### Problem description
Reproduce the listing below word for word.

### Supplied entries
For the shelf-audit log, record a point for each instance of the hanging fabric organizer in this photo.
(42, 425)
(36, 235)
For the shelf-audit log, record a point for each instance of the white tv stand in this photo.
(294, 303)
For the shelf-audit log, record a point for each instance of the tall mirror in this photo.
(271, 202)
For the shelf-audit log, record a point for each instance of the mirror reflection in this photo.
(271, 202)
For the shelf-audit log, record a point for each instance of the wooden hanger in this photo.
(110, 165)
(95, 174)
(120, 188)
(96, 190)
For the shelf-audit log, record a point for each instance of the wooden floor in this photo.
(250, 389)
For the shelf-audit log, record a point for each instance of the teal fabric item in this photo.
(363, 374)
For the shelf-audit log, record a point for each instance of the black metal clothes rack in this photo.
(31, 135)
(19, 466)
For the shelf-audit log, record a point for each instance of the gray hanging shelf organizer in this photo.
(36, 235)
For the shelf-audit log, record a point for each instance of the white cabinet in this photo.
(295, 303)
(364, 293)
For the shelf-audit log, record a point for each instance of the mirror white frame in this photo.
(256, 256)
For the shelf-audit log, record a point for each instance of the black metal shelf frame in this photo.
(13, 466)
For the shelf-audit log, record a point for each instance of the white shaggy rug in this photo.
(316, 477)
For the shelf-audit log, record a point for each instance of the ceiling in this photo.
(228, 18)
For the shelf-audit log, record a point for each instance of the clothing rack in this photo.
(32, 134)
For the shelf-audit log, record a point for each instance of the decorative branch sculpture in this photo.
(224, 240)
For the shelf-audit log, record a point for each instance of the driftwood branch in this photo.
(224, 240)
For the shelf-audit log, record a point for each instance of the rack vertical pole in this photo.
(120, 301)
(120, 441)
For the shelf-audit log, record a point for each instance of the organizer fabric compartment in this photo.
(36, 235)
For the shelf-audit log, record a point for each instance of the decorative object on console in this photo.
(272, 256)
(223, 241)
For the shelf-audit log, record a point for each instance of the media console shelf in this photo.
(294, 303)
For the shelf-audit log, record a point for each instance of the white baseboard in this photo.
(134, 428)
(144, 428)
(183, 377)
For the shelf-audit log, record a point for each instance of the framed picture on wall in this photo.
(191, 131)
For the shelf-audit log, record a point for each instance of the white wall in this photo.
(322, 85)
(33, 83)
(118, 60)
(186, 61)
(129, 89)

### Answer space
For the shelf-audit log, record a point for each instance of the hanging fabric organizer in this photo.
(42, 425)
(36, 235)
For the shelf-audit log, record a point for each instance of the white tv stand in this photo.
(294, 303)
For the shelf-audit log, record a point for each instance of the tall mirror in this photo.
(271, 202)
For the shelf-audit log, record a point for each instance of the mirror reflection in this photo.
(271, 202)
For the shelf-audit log, record a point for each instance of the wooden hanger in this photo.
(110, 165)
(95, 174)
(120, 188)
(96, 190)
For the shelf-audit log, record a point for each instance of the wooden floor in this photo.
(250, 389)
For the shelf-audit log, record a point for each instance of the teal fabric item in this photo.
(363, 374)
For the shelf-audit log, record a point for each instance of the black metal clothes rack in this photo.
(31, 135)
(19, 466)
For the shelf-audit log, record a point for each instance of the gray hanging shelf organizer in this photo.
(36, 235)
For the shelf-audit log, record a point for each instance of the white cabinet in this photo.
(295, 303)
(364, 293)
For the shelf-audit log, record a point for each instance of the mirror white frame in this photo.
(256, 256)
For the shelf-audit log, record a point for each instance of the black metal shelf frame in this photo.
(13, 466)
For the shelf-audit log, record a point for each instance of the white shaggy rug in this photo.
(316, 477)
For the shelf-audit log, record a point for each instance of the ceiling in this photo.
(228, 18)
For the shelf-audit log, record a point for each instance of the clothing rack in this photo.
(32, 134)
For the shelf-audit log, record a point for each instance of the decorative branch sculpture in this photo.
(224, 240)
For the shelf-audit log, record a point for each instance of the driftwood branch in this photo.
(224, 240)
For the shelf-audit log, record a point for each instance of the rack vertical pole in this photo.
(120, 301)
(120, 441)
For the shelf-audit log, record a point for each instance of the organizer fabric compartment in this photo.
(36, 235)
For the shelf-audit log, record a point for each instance of the decorative object on console in this photo.
(272, 256)
(223, 241)
For the shelf-audit log, record a point for each instance of the media console shelf in this photo.
(294, 303)
For the shelf-audit log, record a point for each instance of the white baseboard in this photo.
(134, 428)
(144, 428)
(183, 377)
For the shelf-audit log, record a point for each instance of the framed picture on wall in this photo.
(191, 131)
For the shelf-audit log, record a point for each instance of the white wall in this photo.
(322, 85)
(33, 83)
(118, 60)
(186, 61)
(129, 89)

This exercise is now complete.